Supplied passage
---+---

Black Birders Week, the national push to encourage Black people to stake their space in nature, science, and public green spaces, will take place again this year from May 24 through May 30.
Black Birders Week 2026 is organized nationally by Black AF In STEM. In New York City, the NYC Bird Alliance is one of the major local organizations hosting free events in Brooklyn, Manhattan, Queens, and the Bronx. Black AF In STEM identifies Black Birders Week as one of its signature initiatives; the week is fiscally sponsored by the equity-in-education nonprofit Amplify the Future.
The annual event was launched in late spring 2020 in response to the notorious attempt by a white woman named Amy Cooper to sic the NYPD on Black birder Christian Cooper after he asked her to leash her dog in Central Park. Black AF In STEM and its partner organizations say the week was created because Black birders, scientists, and naturalists have also been periodically threatened while simply trying to enjoy nature and realized that something positive had to be done to counter this.

---+---

Instruction A
Retype the Black Birders Week piece word for word.
The listing that comes next has no connection to the piece on Black Birders Week.

Data lines

---+---

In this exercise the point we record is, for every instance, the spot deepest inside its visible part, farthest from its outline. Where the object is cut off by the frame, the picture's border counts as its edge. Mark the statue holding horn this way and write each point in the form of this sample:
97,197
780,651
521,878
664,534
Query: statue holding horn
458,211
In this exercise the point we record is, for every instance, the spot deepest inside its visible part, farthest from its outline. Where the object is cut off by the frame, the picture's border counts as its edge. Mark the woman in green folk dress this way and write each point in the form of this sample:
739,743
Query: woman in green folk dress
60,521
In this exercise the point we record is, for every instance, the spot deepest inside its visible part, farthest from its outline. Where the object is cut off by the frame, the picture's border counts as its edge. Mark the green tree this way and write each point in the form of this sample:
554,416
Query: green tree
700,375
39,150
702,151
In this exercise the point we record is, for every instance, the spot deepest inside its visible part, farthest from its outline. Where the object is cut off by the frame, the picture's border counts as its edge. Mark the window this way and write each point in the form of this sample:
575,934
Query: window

---+---

Instruction B
Extract every line of the listing that contains the string "woman".

Correct output A
Black Birders Week, the national push to encourage Black people to stake their space in nature, science, and public green spaces, will take place again this year from May 24 through May 30.
Black Birders Week 2026 is organized nationally by Black AF In STEM. In New York City, the NYC Bird Alliance is one of the major local organizations hosting free events in Brooklyn, Manhattan, Queens, and the Bronx. Black AF In STEM identifies Black Birders Week as one of its signature initiatives; the week is fiscally sponsored by the equity-in-education nonprofit Amplify the Future.
The annual event was launched in late spring 2020 in response to the notorious attempt by a white woman named Amy Cooper to sic the NYPD on Black birder Christian Cooper after he asked her to leash her dog in Central Park. Black AF In STEM and its partner organizations say the week was created because Black birders, scientists, and naturalists have also been periodically threatened while simply trying to enjoy nature and realized that something positive had to be done to counter this.

Correct output B
In this exercise the point we record is, for every instance, the spot deepest inside its visible part, farthest from its outline. Where the object is cut off by the frame, the picture's border counts as its edge. Mark the woman in green folk dress this way and write each point in the form of this sample:
Query: woman in green folk dress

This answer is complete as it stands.